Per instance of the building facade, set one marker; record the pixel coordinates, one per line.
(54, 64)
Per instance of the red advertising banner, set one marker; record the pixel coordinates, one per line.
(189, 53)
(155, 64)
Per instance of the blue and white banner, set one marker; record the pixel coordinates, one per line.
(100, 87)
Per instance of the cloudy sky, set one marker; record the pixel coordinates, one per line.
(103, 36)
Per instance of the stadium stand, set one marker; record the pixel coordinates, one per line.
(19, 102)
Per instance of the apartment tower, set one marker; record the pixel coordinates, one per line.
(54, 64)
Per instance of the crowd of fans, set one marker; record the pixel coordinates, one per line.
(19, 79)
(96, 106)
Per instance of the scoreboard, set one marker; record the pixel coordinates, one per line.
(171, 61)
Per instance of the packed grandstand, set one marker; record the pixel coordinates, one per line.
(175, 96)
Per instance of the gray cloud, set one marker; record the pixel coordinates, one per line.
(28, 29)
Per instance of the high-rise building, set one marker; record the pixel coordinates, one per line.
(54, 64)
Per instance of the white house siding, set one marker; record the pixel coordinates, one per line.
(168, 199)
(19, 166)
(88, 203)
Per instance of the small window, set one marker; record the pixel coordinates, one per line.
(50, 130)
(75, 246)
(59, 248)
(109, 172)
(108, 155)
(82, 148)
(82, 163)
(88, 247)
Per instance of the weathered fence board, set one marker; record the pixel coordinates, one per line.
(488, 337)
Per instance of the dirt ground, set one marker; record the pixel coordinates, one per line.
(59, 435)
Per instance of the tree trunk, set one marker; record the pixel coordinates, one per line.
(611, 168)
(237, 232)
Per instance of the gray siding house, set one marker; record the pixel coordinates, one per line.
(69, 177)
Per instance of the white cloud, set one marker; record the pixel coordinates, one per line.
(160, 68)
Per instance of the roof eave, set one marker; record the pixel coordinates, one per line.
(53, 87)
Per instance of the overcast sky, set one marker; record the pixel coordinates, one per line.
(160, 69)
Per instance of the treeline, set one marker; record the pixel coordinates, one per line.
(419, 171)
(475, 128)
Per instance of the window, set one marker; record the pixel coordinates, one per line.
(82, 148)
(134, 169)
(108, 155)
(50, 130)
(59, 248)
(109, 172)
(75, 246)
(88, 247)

+--

■ What is being asked
Please repeat the listing word for word.

■ Written answer
Per instance of the building facade, set one marker; record the pixel coordinates, one per line.
(54, 64)
Per instance of the red advertising banner, set one marker; record the pixel coordinates, one per line.
(189, 53)
(155, 64)
Per instance of the blue and white banner, set one marker; record the pixel coordinates, one per line.
(100, 87)
Per instance of the cloudy sky, set one marker; record the pixel coordinates, one per line.
(103, 36)
Per instance of the stadium stand, set one marker; record the pixel coordinates, one per line.
(19, 102)
Per instance of the apartment tower, set one marker; record the pixel coordinates, one per line.
(54, 64)
Per instance of the crowd of fans, set one marker; record the pixel coordinates, one per line.
(19, 79)
(96, 106)
Per instance of the scoreboard, set one marker; record the pixel coordinates, one per line.
(171, 61)
Per instance of the packed grandstand, set one marker; record the pixel coordinates, one per line.
(175, 96)
Per instance of the gray cloud, set one marker; record the pixel coordinates, one per line.
(28, 29)
Per instance of the high-rise building, set one marker; record the pixel coordinates, one per line.
(54, 64)
Per instance of the white house siding, set one marker; record the pixel coordinates, one per line.
(168, 199)
(19, 166)
(88, 203)
Per instance of the small window, set one marker; record the pixel coordinates, one per line.
(50, 130)
(75, 246)
(59, 248)
(109, 172)
(108, 155)
(82, 148)
(82, 163)
(88, 247)
Per instance of the weathered fence board, set one marker; record the pixel coordinates, one per line.
(488, 337)
Per instance of the dirt ground, set one marker; record the pixel coordinates, one per line.
(59, 435)
Per instance of the tree trunk, set one marker; record the pixel coordinates, one per line.
(611, 168)
(237, 232)
Per instance of the gray siding house, set one marker; record the pixel coordinates, one per line.
(69, 177)
Per instance of the white cloud, set one marker; record the pixel coordinates, one per line.
(160, 68)
Per instance of the roof eave, set one marker; record the pixel coordinates, one per line.
(53, 87)
Per instance of the overcast sky, set one marker; record the pixel coordinates, one per line.
(160, 69)
Per instance of the treeline, set one marker; record the pixel coordinates, one per line.
(419, 171)
(475, 128)
Per instance of the window, set one marker; record the pixel coordinates, one per line.
(82, 148)
(134, 169)
(108, 155)
(50, 130)
(59, 248)
(109, 172)
(75, 246)
(88, 247)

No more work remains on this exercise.